--- start ---
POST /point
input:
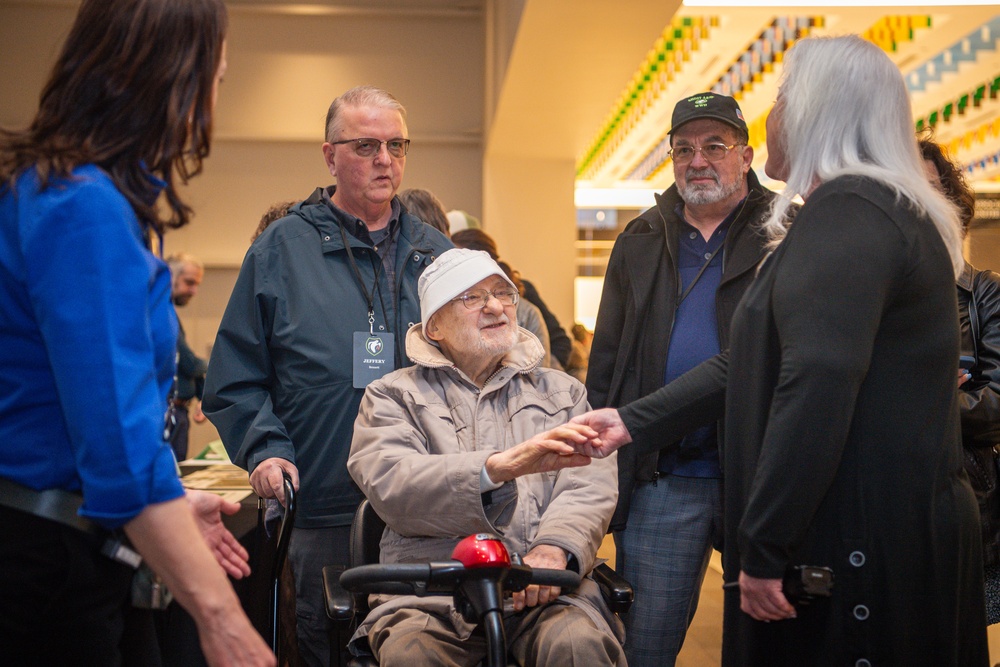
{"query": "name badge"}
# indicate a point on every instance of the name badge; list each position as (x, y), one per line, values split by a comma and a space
(374, 356)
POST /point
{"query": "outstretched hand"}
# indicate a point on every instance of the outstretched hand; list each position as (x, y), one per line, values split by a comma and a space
(610, 431)
(763, 599)
(208, 509)
(552, 450)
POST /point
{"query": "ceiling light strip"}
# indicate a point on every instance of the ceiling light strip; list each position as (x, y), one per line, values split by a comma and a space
(889, 32)
(988, 91)
(667, 57)
(968, 49)
(757, 61)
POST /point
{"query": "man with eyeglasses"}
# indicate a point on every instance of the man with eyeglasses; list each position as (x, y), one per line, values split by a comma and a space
(319, 310)
(674, 278)
(471, 439)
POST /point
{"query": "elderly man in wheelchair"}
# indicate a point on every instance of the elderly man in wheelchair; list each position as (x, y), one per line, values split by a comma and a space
(473, 439)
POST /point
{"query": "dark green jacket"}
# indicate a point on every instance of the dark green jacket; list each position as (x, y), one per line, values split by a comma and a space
(280, 380)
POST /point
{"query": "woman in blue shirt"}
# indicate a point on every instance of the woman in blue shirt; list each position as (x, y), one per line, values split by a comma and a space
(87, 336)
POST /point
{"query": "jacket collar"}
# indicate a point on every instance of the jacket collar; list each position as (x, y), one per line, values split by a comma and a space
(524, 357)
(317, 213)
(965, 278)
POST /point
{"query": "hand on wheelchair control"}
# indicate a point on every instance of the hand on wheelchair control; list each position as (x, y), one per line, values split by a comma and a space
(547, 557)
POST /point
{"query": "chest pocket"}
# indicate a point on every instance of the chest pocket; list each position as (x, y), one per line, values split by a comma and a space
(530, 412)
(445, 427)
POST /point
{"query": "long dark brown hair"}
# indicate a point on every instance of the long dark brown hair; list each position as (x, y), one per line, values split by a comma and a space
(953, 183)
(131, 93)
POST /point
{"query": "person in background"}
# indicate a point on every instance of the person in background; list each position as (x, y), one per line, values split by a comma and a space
(829, 459)
(276, 211)
(186, 273)
(528, 314)
(423, 204)
(323, 289)
(979, 396)
(88, 339)
(462, 442)
(559, 342)
(674, 278)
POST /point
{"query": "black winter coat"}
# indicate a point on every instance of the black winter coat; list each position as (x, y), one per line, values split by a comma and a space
--- end ---
**Exercise details**
All of the lines above should be retyped precisely, apart from the pictures.

**Reply to the task**
POST /point
input:
{"query": "name badge"}
# indicate a point on every instance of the name badge; list each position as (x, y), one per line, values split by a comma and a space
(374, 356)
POST /point
{"query": "outstretched hand"}
# indicate a point on every instance of the outstretched hand; list each position as (x, y), one per line, values split by a comma and a space
(610, 431)
(763, 599)
(208, 509)
(552, 450)
POST /point
{"query": "ceiling light strip"}
# indicate a point on every instance of the ceiling light strip; list each position as (x, y), one per line, values split by a comma and a space
(889, 32)
(988, 91)
(667, 57)
(968, 49)
(757, 61)
POST /point
{"query": "man with eyeglasses"}
# indicate a point on every instance of the man with eyeglasses; list each position as (x, y), one per line, values split by a comma and a space
(319, 310)
(674, 278)
(471, 439)
POST /point
{"query": "elderly man in wheelchair"}
# indicate a point on every instance of the elderly man in wheelchair; list each position as (x, y), one per line, values split by a comma and a space
(473, 439)
POST /point
{"query": "dark green jacket"}
# indicate a point on every instance of the dark green jacket; list each position as (x, y), one per line, values split by a comma and a space
(280, 380)
POST /point
{"query": "woman in blue shirt"}
# indicate a point on every instance of the woman in blue shirt; list each position as (x, y), one per line, values split by a comma and a space
(87, 336)
POST /point
{"query": "jacket collar"}
# indicate a point on every instance of the jacket collar; list each position as (x, y), one per line, values split by a comma and a space
(524, 357)
(317, 213)
(965, 278)
POST /point
{"query": "hand on wheelchair control"}
# indicate a point on every instance of the hand on wheelchair control; list each position as (x, y), one per line, values split by a comma and a space
(547, 557)
POST /point
{"query": "chest pocket"}
# indicate a point on every instance of the chest pocket; list each position as (x, y), one per line, values split by a comma and a space
(530, 412)
(445, 427)
POST /point
{"query": "long dark brown hair"}
# indicate a point on every instance of the long dark brown hair; list each position as (x, y), one per line, values split by a comma and a space
(953, 183)
(131, 93)
POST /point
{"query": "person in background"}
# indicate a point on every instance of the person in background; list each position as (x, y), one per line, values split by a comma and a space
(829, 459)
(276, 211)
(186, 273)
(528, 314)
(423, 204)
(323, 289)
(979, 396)
(88, 339)
(462, 442)
(559, 342)
(674, 278)
POST /point
{"query": "black winter coat"}
# indicate a point on every instance of the black winter coat; list each position as (x, y), one per line, values split by a comma and a space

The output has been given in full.